■ **YOUR TASK**
Look through the entries below and count the lines with the word "green" in them; give only the number.

■ **INFORMATION**
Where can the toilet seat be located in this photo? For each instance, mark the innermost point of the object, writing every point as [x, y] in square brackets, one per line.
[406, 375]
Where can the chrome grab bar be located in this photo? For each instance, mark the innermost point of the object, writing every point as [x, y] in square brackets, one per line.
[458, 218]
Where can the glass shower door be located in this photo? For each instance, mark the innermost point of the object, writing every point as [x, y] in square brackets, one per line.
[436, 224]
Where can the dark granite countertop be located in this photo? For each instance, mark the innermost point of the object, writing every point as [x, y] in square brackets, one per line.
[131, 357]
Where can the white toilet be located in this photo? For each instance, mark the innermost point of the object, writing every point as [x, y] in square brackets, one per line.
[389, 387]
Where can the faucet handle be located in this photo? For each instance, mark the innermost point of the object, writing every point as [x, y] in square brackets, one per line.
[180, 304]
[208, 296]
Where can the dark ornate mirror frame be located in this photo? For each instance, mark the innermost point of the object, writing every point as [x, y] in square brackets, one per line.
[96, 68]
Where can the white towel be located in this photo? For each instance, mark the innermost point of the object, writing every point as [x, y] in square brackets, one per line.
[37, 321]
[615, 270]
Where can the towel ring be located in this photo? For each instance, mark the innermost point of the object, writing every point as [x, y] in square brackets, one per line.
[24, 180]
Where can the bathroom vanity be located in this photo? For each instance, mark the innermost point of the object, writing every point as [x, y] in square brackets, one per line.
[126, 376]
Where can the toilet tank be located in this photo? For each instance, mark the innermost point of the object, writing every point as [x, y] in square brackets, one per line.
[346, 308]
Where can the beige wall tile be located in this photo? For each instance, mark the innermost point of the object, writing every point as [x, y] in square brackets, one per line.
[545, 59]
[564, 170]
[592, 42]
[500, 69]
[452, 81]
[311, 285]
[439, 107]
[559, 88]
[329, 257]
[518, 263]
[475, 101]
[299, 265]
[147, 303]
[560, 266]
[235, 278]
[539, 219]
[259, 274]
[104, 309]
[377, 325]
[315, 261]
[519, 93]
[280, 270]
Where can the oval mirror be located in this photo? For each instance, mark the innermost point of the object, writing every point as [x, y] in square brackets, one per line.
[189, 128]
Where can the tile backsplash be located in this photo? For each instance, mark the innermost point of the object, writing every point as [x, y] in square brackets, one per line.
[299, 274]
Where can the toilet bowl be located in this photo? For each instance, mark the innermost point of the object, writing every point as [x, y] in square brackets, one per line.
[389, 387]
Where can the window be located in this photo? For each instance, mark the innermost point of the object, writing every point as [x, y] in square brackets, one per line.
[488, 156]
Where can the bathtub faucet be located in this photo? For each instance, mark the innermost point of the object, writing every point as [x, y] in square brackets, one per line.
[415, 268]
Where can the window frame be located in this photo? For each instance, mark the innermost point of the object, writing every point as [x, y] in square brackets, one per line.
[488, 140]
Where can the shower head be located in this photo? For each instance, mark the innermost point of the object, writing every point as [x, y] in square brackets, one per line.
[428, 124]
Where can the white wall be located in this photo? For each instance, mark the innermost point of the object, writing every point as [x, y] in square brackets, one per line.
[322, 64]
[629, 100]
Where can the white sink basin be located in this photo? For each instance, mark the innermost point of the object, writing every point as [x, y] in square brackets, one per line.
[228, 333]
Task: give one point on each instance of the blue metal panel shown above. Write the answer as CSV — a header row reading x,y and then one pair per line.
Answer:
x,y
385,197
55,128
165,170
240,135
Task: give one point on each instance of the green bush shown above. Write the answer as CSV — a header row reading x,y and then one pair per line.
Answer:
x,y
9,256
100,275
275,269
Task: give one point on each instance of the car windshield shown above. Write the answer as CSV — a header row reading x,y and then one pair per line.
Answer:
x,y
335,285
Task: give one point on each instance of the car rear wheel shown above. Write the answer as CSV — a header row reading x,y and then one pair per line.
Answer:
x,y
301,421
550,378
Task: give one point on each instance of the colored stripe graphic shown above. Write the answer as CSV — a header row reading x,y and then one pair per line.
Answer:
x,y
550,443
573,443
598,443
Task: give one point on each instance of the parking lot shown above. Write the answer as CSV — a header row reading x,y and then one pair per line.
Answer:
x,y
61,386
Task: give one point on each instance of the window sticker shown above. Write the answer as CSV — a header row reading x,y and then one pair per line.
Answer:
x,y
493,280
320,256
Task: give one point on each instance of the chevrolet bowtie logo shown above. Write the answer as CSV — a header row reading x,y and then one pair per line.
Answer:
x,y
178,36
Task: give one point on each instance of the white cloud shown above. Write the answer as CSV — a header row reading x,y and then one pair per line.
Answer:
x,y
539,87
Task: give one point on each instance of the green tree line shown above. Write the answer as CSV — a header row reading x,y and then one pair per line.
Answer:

■ **ANSWER AREA**
2